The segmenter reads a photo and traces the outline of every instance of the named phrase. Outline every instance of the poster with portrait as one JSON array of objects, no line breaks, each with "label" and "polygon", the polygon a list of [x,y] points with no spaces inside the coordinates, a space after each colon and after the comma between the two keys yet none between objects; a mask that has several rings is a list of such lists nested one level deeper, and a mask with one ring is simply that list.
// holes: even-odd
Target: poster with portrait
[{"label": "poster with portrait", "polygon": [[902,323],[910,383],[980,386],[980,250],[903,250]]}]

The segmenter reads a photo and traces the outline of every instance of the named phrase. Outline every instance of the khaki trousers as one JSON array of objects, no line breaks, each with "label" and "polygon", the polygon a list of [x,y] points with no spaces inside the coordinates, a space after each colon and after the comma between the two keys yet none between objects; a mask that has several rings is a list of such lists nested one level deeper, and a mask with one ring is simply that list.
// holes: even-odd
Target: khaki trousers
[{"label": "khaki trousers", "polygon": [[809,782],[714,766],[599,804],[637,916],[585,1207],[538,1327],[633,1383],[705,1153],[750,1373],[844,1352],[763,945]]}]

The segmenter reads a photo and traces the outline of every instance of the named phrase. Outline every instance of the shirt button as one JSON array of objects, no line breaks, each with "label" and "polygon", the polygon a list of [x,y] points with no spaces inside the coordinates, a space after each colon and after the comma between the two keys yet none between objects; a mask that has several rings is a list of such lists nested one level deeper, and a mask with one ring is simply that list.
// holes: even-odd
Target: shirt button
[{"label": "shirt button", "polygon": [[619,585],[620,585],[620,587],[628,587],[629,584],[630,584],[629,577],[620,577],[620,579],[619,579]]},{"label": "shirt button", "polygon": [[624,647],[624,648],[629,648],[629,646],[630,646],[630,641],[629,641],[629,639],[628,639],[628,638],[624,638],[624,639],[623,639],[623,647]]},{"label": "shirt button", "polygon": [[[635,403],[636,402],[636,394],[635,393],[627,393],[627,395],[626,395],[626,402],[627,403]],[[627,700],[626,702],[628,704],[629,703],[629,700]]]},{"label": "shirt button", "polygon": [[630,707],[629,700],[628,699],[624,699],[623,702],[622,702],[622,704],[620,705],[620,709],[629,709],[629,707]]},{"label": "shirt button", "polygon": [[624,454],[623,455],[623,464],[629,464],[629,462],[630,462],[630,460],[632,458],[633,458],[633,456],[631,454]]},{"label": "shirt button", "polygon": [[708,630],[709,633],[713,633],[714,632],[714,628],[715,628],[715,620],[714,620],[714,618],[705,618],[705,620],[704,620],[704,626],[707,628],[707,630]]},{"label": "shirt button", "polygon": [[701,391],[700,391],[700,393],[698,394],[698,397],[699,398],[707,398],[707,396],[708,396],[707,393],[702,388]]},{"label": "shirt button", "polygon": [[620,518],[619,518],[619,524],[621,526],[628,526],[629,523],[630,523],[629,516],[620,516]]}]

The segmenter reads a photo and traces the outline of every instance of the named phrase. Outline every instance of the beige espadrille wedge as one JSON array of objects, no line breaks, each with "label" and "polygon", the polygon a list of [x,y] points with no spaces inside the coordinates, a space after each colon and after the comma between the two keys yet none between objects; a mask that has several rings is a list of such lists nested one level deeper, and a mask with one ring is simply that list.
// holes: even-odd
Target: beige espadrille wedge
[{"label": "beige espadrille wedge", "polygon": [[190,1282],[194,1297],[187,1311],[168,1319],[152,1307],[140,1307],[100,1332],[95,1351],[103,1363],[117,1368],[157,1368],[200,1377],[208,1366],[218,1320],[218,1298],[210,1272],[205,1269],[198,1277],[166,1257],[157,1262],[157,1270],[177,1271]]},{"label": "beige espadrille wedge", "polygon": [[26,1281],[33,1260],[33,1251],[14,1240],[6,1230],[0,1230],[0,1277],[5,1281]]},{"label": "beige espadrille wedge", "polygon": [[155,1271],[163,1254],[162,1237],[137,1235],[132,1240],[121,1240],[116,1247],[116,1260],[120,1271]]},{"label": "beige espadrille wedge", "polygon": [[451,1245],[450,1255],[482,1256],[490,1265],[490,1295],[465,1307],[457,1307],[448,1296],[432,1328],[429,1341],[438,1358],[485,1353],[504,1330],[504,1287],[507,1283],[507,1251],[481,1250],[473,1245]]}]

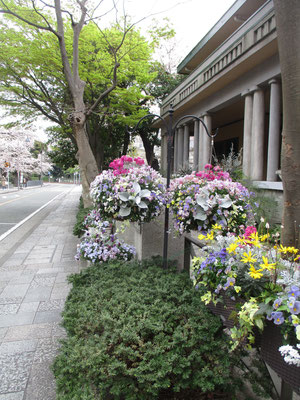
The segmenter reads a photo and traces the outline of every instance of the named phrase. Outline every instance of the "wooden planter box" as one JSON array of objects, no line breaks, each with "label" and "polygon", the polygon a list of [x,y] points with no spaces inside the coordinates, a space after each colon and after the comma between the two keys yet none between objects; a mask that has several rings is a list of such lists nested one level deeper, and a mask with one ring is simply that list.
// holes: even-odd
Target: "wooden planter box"
[{"label": "wooden planter box", "polygon": [[282,345],[280,327],[267,321],[261,338],[261,356],[283,381],[300,394],[300,367],[289,365],[284,361],[278,350]]}]

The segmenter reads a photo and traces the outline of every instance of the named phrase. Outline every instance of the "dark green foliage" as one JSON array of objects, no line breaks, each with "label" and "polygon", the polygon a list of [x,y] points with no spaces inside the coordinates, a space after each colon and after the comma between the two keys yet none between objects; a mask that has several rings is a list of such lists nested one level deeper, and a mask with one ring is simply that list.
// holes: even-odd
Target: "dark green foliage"
[{"label": "dark green foliage", "polygon": [[83,235],[83,232],[85,230],[84,219],[87,216],[87,214],[92,210],[92,208],[93,207],[84,208],[83,199],[82,199],[82,197],[80,197],[78,213],[76,215],[76,223],[73,228],[74,236],[80,237]]},{"label": "dark green foliage", "polygon": [[149,264],[102,264],[71,276],[68,338],[53,368],[57,400],[235,398],[219,318],[186,274]]}]

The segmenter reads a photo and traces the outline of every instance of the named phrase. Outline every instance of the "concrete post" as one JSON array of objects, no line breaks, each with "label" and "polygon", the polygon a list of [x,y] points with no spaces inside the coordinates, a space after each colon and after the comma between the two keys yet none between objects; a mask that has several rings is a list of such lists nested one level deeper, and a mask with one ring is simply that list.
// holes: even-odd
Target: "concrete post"
[{"label": "concrete post", "polygon": [[[194,121],[194,160],[193,160],[193,170],[198,171],[199,163],[199,124],[201,122]],[[202,124],[201,124],[202,125]]]},{"label": "concrete post", "polygon": [[262,181],[264,176],[265,99],[264,92],[255,87],[251,138],[251,179]]},{"label": "concrete post", "polygon": [[279,169],[280,153],[280,117],[281,117],[281,87],[276,79],[272,79],[270,84],[270,120],[269,120],[269,142],[268,142],[268,162],[267,162],[267,181],[276,181],[276,171]]},{"label": "concrete post", "polygon": [[243,173],[250,177],[251,171],[251,133],[253,116],[253,95],[247,91],[242,93],[245,97],[244,108],[244,134],[243,134]]},{"label": "concrete post", "polygon": [[183,128],[183,168],[189,168],[190,155],[190,130],[188,124],[184,124]]}]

> **DESCRIPTION OF THE TASK**: Give back every record above exactly as written, skipping each picture.

> **EXERCISE RESULT**:
The segmenter reads a photo and traces the outline of every instance of the named phrase. Outline every instance of the poster with portrait as one JSON array of objects, no line breaks, each with "label" and "polygon", the polygon a list of [x,y] points with no spaces inside the coordinates, a space after each colon and after the comma between the two keys yet none between objects; a mask that has several rings is a list of such lists nested one level deeper, and a mask with one ring is simply that list.
// holes: even-odd
Target: poster with portrait
[{"label": "poster with portrait", "polygon": [[902,323],[910,383],[980,386],[980,250],[903,250]]}]

The segmenter reads a photo and traces the outline of every instance of the named phrase. Outline every instance of the khaki trousers as one JSON array of objects, no line breaks, each with "label" and "polygon", the polygon a list of [x,y] points with no spaces inside the coordinates, a space after each colon and after the comma between the two keys yet none between objects; a mask that has several rings is a list of such lists nested one level deeper, and a mask with one ring is simply that list.
// holes: even-odd
Target: khaki trousers
[{"label": "khaki trousers", "polygon": [[809,782],[714,766],[599,804],[637,916],[585,1207],[538,1327],[633,1383],[705,1153],[750,1373],[844,1352],[763,945]]}]

The segmenter reads a photo and traces the outline of every instance of the named phrase. Outline every instance of the shirt button as one JSON array of objects, no line breaks, each with "label" and "polygon", the polygon a list of [x,y] points with no spaces inside the coordinates, a space after each colon and after the comma between the two keys yet none between objects; a mask that has several rings is a list of such lists nested one level deeper, and a mask with one ring is simply that list.
// holes: even-odd
Target: shirt button
[{"label": "shirt button", "polygon": [[619,585],[620,585],[620,587],[628,587],[629,584],[630,584],[629,577],[620,577],[620,579],[619,579]]},{"label": "shirt button", "polygon": [[624,647],[624,648],[629,648],[629,646],[630,646],[630,641],[629,641],[629,639],[628,639],[628,638],[624,638],[624,639],[623,639],[623,647]]},{"label": "shirt button", "polygon": [[[635,403],[636,402],[636,394],[635,393],[627,393],[627,395],[626,395],[626,402],[627,403]],[[627,700],[626,702],[628,704],[629,703],[629,700]]]},{"label": "shirt button", "polygon": [[630,707],[629,700],[628,699],[624,699],[623,702],[622,702],[622,704],[620,705],[620,709],[629,709],[629,707]]},{"label": "shirt button", "polygon": [[624,454],[623,455],[623,464],[629,464],[629,462],[630,462],[630,460],[632,458],[633,458],[633,456],[631,454]]},{"label": "shirt button", "polygon": [[708,630],[709,633],[713,633],[714,632],[714,628],[715,628],[715,620],[714,620],[714,618],[705,618],[705,620],[704,620],[704,626],[707,628],[707,630]]},{"label": "shirt button", "polygon": [[701,391],[700,391],[700,393],[698,394],[698,397],[699,398],[707,398],[707,396],[708,396],[707,393],[702,388]]},{"label": "shirt button", "polygon": [[620,518],[619,518],[619,524],[621,526],[628,526],[629,523],[630,523],[629,516],[620,516]]}]

The segmenter reads a photo and traces the outline of every instance of the named phrase. Outline every instance of the beige espadrille wedge as one JSON array of objects, no line breaks, each with "label" and "polygon", the polygon a list of [x,y] points with no spaces inside the coordinates, a space after each colon and after the comma between the two keys yet none between objects; a mask that has several rings is a list of such lists nested one level deeper, and a mask with one ring is simply that list.
// holes: even-odd
Target: beige espadrille wedge
[{"label": "beige espadrille wedge", "polygon": [[190,1282],[194,1297],[187,1311],[168,1319],[152,1307],[140,1307],[100,1332],[95,1351],[103,1363],[117,1368],[157,1368],[200,1377],[208,1366],[218,1320],[218,1298],[210,1272],[205,1269],[198,1277],[166,1257],[157,1262],[157,1270],[177,1271]]},{"label": "beige espadrille wedge", "polygon": [[26,1281],[33,1260],[33,1251],[14,1240],[6,1230],[0,1230],[0,1277],[5,1281]]},{"label": "beige espadrille wedge", "polygon": [[155,1271],[163,1254],[162,1237],[137,1235],[132,1240],[121,1240],[116,1247],[116,1260],[120,1271]]},{"label": "beige espadrille wedge", "polygon": [[451,1245],[450,1255],[482,1256],[490,1265],[490,1295],[465,1307],[457,1307],[448,1296],[432,1328],[429,1341],[438,1358],[485,1353],[504,1330],[504,1287],[507,1283],[507,1251],[481,1250],[473,1245]]}]

The segmenter reads a photo and traces the outline of every instance of the named phrase. Outline every instance of the "wooden planter box" as one JSON array of objects, no line breaks, each with "label" and "polygon", the polygon a list of [x,y] points with no spaces inside the coordinates, a space after each colon and after the comma between the two keys yet none between objects; a mask that has several rings is a list of such lists nested one level deeper, and a mask with one ring is simply that list.
// holes: even-odd
Target: "wooden planter box"
[{"label": "wooden planter box", "polygon": [[282,345],[280,327],[267,321],[261,338],[261,356],[283,381],[300,394],[300,367],[289,365],[284,361],[278,350]]}]

The segmenter reads a photo and traces the outline of every instance of the named phrase. Outline every instance of the "dark green foliage" as one JSON array of objects, no line breaks, each with "label" and "polygon", the polygon a list of [x,y] points with no spaces inside the coordinates, a space after each colon and after the comma between the two keys yet none between objects; a mask that has several rings is a list of such lists nested one level deeper, and a mask with one ring is simply that list.
// holes: even-odd
Target: "dark green foliage"
[{"label": "dark green foliage", "polygon": [[83,235],[83,232],[85,230],[84,219],[87,216],[87,214],[92,210],[92,208],[93,207],[84,208],[83,199],[82,199],[82,197],[80,197],[78,213],[76,215],[76,223],[73,228],[74,236],[80,237]]},{"label": "dark green foliage", "polygon": [[149,264],[102,264],[71,276],[68,338],[53,368],[57,400],[235,398],[219,318],[186,274]]}]

The segmenter reads a photo and traces the outline of every instance of the named phrase. Outline every instance of the "concrete post" as one JSON array of objects, no line breaks, each with "label" and "polygon", the polygon a list of [x,y] points with no spaces inside the coordinates, a space after each colon and after the comma between the two keys yet none between objects; a mask that has several rings is a list of such lists nested one level deeper, and a mask with one ring is simply that list.
// holes: even-odd
Target: "concrete post"
[{"label": "concrete post", "polygon": [[[194,121],[194,160],[193,160],[193,170],[198,171],[199,163],[199,124],[201,122]],[[202,124],[201,124],[202,125]]]},{"label": "concrete post", "polygon": [[262,181],[264,176],[265,99],[264,92],[255,87],[251,138],[251,179]]},{"label": "concrete post", "polygon": [[279,169],[280,153],[280,117],[281,117],[281,87],[276,79],[272,79],[270,84],[270,120],[269,120],[269,142],[268,142],[268,162],[267,162],[267,181],[276,181],[276,171]]},{"label": "concrete post", "polygon": [[243,173],[250,177],[251,171],[251,133],[253,116],[253,95],[247,91],[242,93],[245,97],[244,108],[244,134],[243,134]]},{"label": "concrete post", "polygon": [[183,128],[183,168],[189,168],[190,155],[190,130],[188,124],[184,124]]}]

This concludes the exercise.